> **Problem**:
Update the patch description between "This patch adds" and "request from userspace.", inclusive, so that every "dummy" reads "stub".

> **Source passage**:
....................

This patch adds vfio_add_group_dev() calling in probe() to make
vfio-mdev-pci work well with non-singleton iommu group. User could
bind devices from a non-singleton iommu group to either vfio-pci
driver or this sample driver. Existing passthru policy works well
for this non-singleton group.

This is actually a policy choice. A device driver can make this call
if it wants to be vfio viable. And it needs to provide dummy
vfio_device_ops which is required by vfio framework. To prevent user
from opening the device from the iommu backed group fd, the open
callback of the dummy vfio_device_ops should return -ENODEV to fail
the VFIO_GET_DEVICE_FD request from userspace.

Cc: Kevin Tian <kevin.tian@intel.com>
Cc: Lu Baolu <baolu.lu@linux.intel.com>
Signed-off-by: Liu Yi L <yi.l.liu@intel.com>
---
 drivers/vfio/pci/vfio_mdev_pci.c | 91 ++++++++++++++++++++++++++++++++++++----
 1 file changed, 82 insertions(+), 9 deletions(-)

diff --git a/drivers/vfio/pci/vfio_mdev_pci.c b/drivers/vfio/pci/vfio_mdev_pci.c
index 09143d3..a61c20d 100644
--- a/drivers/vfio/pci/vfio_mdev_pci.c
+++ b/drivers/vfio/pci/vfio_mdev_pci.c
@@ -107,19 +107,27 @@ struct vfio_mdev_pci {
 static int vfio_mdev_pci_create(struct kobject *kobj, struct mdev_device *mdev)

....................

> **Data excerpts**:
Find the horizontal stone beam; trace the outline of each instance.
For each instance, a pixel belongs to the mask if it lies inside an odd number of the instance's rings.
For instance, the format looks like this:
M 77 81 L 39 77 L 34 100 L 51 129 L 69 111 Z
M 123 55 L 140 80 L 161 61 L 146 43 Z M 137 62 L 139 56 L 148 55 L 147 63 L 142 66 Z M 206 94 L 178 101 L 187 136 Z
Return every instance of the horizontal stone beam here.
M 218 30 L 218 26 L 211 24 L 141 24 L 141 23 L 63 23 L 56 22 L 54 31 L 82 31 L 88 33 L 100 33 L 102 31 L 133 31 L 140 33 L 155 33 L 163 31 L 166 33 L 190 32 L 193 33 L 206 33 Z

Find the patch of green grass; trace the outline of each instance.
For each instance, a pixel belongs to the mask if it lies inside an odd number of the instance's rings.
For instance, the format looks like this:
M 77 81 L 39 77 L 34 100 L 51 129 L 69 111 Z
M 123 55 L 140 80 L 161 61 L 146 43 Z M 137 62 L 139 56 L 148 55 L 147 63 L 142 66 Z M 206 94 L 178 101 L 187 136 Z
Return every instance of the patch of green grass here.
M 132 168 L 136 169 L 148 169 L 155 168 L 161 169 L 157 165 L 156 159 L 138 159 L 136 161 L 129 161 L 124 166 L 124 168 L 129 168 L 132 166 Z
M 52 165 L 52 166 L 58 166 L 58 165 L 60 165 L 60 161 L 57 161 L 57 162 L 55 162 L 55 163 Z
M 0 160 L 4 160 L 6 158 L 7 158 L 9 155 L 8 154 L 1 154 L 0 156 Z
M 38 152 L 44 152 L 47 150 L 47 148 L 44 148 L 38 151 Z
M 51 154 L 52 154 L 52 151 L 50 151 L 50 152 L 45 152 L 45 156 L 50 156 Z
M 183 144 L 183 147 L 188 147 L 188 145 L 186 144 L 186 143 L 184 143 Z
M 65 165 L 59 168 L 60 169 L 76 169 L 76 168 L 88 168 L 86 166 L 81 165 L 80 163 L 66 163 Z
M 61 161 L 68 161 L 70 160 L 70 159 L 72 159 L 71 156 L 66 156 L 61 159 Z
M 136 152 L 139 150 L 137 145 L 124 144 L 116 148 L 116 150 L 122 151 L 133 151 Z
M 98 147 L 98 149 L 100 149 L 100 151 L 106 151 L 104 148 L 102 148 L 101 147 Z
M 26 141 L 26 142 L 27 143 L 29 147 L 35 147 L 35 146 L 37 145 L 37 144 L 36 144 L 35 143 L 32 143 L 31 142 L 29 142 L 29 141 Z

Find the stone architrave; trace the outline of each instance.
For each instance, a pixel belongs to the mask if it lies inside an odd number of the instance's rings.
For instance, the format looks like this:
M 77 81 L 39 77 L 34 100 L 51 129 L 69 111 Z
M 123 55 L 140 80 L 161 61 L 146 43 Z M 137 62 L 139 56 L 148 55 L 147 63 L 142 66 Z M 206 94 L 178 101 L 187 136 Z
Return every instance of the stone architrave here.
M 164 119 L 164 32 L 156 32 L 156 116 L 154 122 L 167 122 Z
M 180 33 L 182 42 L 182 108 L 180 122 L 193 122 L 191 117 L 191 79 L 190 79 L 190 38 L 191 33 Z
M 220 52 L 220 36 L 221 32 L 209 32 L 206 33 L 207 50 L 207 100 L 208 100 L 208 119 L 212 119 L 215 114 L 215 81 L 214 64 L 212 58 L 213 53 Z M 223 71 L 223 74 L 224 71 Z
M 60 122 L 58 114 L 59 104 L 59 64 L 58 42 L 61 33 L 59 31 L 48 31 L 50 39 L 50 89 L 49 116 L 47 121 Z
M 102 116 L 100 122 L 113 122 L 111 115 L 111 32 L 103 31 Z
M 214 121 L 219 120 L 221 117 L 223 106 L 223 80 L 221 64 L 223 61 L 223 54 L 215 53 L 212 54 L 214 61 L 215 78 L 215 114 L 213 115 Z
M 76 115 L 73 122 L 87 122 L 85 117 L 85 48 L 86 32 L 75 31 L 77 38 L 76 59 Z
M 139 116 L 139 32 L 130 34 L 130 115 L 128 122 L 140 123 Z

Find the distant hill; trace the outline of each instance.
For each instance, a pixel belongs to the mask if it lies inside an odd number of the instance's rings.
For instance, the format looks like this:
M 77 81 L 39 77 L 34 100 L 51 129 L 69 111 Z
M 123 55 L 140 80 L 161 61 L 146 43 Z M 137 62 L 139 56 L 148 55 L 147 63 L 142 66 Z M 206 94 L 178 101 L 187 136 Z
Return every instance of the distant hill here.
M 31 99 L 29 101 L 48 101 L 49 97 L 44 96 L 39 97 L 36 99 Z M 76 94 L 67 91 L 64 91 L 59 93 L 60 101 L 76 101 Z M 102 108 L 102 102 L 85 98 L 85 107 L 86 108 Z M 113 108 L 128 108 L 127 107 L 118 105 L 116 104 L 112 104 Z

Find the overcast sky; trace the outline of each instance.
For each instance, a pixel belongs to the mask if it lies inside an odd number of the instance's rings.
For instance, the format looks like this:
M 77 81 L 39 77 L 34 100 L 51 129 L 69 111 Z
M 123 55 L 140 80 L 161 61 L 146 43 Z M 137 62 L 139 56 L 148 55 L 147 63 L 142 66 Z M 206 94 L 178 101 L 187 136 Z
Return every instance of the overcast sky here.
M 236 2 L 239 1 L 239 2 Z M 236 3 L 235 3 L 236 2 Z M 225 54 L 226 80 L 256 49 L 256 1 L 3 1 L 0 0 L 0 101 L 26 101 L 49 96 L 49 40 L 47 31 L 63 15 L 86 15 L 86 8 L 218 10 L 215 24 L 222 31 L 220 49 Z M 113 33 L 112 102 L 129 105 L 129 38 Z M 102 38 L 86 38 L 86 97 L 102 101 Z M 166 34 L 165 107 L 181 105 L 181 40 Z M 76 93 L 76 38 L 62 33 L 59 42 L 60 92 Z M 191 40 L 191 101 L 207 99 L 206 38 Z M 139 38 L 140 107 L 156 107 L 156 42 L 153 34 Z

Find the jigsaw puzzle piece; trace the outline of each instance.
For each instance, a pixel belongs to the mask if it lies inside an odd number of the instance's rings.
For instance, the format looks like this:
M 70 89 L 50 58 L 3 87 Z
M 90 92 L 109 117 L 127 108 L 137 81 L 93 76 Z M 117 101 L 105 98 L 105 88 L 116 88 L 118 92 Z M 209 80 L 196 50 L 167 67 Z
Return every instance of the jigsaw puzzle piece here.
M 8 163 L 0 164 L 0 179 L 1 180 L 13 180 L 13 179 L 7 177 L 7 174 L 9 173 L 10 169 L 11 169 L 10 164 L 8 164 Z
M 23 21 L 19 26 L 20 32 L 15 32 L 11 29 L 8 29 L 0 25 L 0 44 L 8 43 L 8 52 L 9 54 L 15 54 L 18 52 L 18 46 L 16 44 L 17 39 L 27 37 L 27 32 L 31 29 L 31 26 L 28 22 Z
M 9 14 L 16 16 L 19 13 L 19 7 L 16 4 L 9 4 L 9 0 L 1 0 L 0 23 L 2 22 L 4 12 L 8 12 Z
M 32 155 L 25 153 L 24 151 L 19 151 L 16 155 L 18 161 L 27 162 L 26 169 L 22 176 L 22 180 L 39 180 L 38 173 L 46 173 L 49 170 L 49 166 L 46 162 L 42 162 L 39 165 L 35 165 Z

....................

> **Full output**:
This patch adds vfio_add_group_dev() calling in probe() to make
vfio-mdev-pci work well with non-singleton iommu group. User could
bind devices from a non-singleton iommu group to either vfio-pci
driver or this sample driver. Existing passthru policy works well
for this non-singleton group.

This is actually a policy choice. A device driver can make this call
if it wants to be vfio viable. And it needs to provide stub
vfio_device_ops which is required by vfio framework. To prevent user
from opening the device from the iommu backed group fd, the open
callback of the stub vfio_device_ops should return -ENODEV to fail
the VFIO_GET_DEVICE_FD request from userspace.